## [Input material]
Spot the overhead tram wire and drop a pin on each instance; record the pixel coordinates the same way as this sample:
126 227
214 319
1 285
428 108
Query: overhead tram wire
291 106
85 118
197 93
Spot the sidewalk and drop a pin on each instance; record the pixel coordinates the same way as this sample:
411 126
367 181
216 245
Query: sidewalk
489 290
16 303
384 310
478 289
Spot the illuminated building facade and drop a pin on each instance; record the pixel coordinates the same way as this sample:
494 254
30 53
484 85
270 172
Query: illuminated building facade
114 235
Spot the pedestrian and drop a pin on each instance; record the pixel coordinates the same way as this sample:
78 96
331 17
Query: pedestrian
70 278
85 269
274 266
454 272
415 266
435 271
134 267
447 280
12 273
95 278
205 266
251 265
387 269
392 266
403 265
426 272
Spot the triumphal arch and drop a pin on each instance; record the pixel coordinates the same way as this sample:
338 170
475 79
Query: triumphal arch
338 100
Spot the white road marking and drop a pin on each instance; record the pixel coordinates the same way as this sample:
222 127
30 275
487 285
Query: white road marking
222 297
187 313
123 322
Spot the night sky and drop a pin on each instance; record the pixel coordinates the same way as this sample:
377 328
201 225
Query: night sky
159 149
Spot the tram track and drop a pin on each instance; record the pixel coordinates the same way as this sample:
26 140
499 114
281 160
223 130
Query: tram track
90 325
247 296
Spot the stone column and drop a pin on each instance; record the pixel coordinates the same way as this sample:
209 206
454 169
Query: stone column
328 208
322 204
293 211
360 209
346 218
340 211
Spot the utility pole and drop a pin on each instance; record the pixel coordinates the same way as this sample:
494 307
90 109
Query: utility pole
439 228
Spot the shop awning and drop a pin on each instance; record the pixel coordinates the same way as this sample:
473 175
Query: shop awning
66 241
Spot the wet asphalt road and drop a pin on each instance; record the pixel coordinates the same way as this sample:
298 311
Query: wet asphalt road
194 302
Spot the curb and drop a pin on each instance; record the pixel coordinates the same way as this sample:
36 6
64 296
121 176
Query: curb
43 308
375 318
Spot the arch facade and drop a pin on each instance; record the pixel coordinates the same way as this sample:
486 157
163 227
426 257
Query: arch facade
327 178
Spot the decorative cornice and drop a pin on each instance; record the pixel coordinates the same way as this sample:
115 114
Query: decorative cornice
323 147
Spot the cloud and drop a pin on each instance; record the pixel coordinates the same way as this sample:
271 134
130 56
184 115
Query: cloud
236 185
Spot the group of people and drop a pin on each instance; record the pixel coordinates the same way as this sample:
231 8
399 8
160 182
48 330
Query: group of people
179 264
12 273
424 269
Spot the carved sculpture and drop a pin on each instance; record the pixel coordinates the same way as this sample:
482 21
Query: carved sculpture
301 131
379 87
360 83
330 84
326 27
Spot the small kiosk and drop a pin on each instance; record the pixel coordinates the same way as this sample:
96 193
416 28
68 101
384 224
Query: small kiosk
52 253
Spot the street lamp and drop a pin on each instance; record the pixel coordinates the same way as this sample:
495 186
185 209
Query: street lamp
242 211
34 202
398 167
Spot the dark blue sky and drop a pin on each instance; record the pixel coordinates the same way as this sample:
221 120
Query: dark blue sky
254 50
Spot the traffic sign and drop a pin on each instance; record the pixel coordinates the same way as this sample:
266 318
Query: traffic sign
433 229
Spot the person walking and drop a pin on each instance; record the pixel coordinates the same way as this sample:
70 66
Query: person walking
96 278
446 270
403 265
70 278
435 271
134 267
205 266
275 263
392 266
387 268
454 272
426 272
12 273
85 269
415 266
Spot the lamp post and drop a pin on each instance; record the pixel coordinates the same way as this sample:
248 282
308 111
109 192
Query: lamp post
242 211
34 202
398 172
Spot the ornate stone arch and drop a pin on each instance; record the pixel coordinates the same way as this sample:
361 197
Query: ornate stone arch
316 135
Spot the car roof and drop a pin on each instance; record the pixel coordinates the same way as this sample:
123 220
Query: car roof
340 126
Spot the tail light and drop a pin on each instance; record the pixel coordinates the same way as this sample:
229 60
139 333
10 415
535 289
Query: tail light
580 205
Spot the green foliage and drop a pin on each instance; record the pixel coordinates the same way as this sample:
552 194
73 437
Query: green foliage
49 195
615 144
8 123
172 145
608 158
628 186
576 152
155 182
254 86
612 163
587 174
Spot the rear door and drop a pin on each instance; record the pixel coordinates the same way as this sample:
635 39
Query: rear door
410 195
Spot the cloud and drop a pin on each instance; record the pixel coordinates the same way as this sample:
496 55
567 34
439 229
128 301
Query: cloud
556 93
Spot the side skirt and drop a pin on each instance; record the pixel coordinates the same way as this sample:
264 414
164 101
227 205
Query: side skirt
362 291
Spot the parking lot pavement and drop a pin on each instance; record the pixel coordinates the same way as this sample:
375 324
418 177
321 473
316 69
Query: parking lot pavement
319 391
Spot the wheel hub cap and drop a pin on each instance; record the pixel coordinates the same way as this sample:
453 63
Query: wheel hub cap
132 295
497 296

## [Aim of the exercise]
Transcribe the material above in its entirety, precisely as written.

## [Answer below]
Spot the overhead tram wire and drop a pin on each instance; record the pixel coordinates the same way as this sample:
126 227
214 319
1 285
428 108
Query: overhead tram wire
291 106
85 118
197 93
Spot the sidewalk and drop a pin on each instance; record the pixel coordinates the same way as this sample:
411 126
367 181
216 245
Query: sidewalk
489 290
16 303
384 310
478 289
Spot the illuminated building facade and drop a pin on each instance; record the pixel coordinates the same way as this sample:
494 254
30 53
484 85
270 172
Query: illuminated building facade
114 235
Spot the pedestrian and drop a pin on each instance; record the pixel coordinates the same way as this sample:
78 96
331 17
Query: pedestrian
70 278
85 269
274 266
454 272
415 266
435 271
134 267
447 280
12 273
95 278
205 266
251 265
387 269
392 266
403 265
426 272
Spot the triumphal arch and drop a pin on each instance; record the pixel coordinates the same way as this sample:
338 170
475 79
Query: triumphal arch
338 100
Spot the white road marking and drop a pin on each instance; record the pixel coordinates the same way as this sample:
222 127
30 275
487 285
Query: white road marking
222 297
187 313
123 322
Spot the night sky and drop a pin on each instance; record the pixel coordinates the same way as this sample:
377 328
201 225
Query: night sky
159 149
Spot the tram track and drop a pin on each instance; record the pixel coordinates the same way as this sample:
26 140
499 114
281 160
223 130
Query: tram track
90 325
247 296
Spot the stone column and drop a pin on each instance; record the pixel coordinates the same way as this sample:
209 206
454 169
Query: stone column
328 208
322 204
293 211
360 209
346 218
340 211
Spot the utility pole and drop a pin on each instance; record the pixel coordinates the same way as this sample:
494 307
90 109
Query: utility pole
439 228
Spot the shop awning and drop a pin on each instance; record the pixel coordinates the same way as this sample:
473 175
Query: shop awning
66 241
Spot the wet asphalt road and drop a pin on each instance; record the pixel coordinates the same way as this sample:
298 311
Query: wet asphalt road
194 302
Spot the curb and drop a pin on each instance; record the pixel coordinates the same way as this sample:
36 6
64 296
121 176
Query: curb
43 308
375 318
Spot the arch facade and drop a pin on each instance; record the pixel coordinates the same way as this sample:
486 157
163 227
426 257
Query: arch facade
327 178
Spot the decorative cornice and drop a pin on each instance; record the pixel coordinates the same way as this sample:
115 114
Query: decorative cornice
323 147
Spot the cloud and drop a pin on each instance; record the pixel coordinates the same way as this sample:
271 134
130 56
184 115
Query: cloud
236 185
Spot the group of people and drop a pin on each instance; record the pixel coordinates the same way as this sample:
231 8
399 8
160 182
48 330
Query: group of people
179 264
12 273
424 269
Spot the carved sculpture and drop a pin on each instance; record the pixel coordinates the same way as this sample:
482 21
Query: carved sculpture
301 131
379 87
360 83
330 84
326 27
Spot the small kiosk and drop a pin on each instance; record the pixel coordinates the same way as this sample:
96 193
416 28
68 101
384 224
Query: small kiosk
52 253
Spot the street lamp and drop a pin on each instance; record the pixel coordinates the same way as this sample:
495 186
185 209
Query: street lamp
242 211
34 202
398 167
Spot the dark blue sky and drop a pin on each instance; record the pixel coordinates the same way as this sample:
221 120
Query: dark blue sky
254 50
Spot the traffic sign and drop a pin on each instance; record the pixel coordinates the same way as this sample:
266 318
Query: traffic sign
433 229
Spot the person walking and drop a pin on each instance; record the pixel coordinates the same way as this sample:
70 66
Query: person walking
96 278
446 270
403 265
70 278
435 271
134 267
205 266
275 263
392 266
387 268
454 272
426 272
12 273
85 269
415 266
Spot the lamp post and drop a pin on each instance; record the pixel coordinates the same way as this sample:
248 282
308 111
109 192
Query: lamp post
242 211
34 202
398 172
Spot the ornate stone arch and drop a pin on each instance; record the pixel coordinates the same way as this sample:
361 197
Query: ornate stone arch
316 135
Spot the car roof and drop a pin on each instance; record the pixel coordinates the same way as this sample:
123 220
Query: car roof
340 126
Spot the tail light and drop a pin on each instance; record the pixel coordinates the same way as this sample:
229 60
139 333
10 415
535 289
Query: tail light
580 205
Spot the green foliage and drop a pin on each instance; record the pixel coordinates the same way as this sample:
552 194
73 437
Query: green foliage
49 195
615 144
8 123
172 145
608 158
628 186
576 152
155 182
254 86
612 163
587 174
Spot the rear door and drop a pin on each instance; record the pixel coordinates the same way as this sample:
635 39
Query: rear door
410 195
Spot the cloud and drop a pin on each instance; record the pixel coordinates the same way as this sample:
496 55
567 34
439 229
128 301
Query: cloud
556 93
Spot the side skirt and drop a pin on each instance; record the pixel coordinates the same way as this sample:
264 414
164 101
227 205
Query: side skirt
362 291
Spot the parking lot pavement and drop a pin on each instance; record the pixel coordinates the same way as this sample:
375 324
418 177
321 473
316 69
Query: parking lot pavement
319 391
Spot the wheel hub cap and drop a pin on each instance; record the pixel coordinates the same way as this sample:
453 63
Query: wheel hub cap
132 295
497 296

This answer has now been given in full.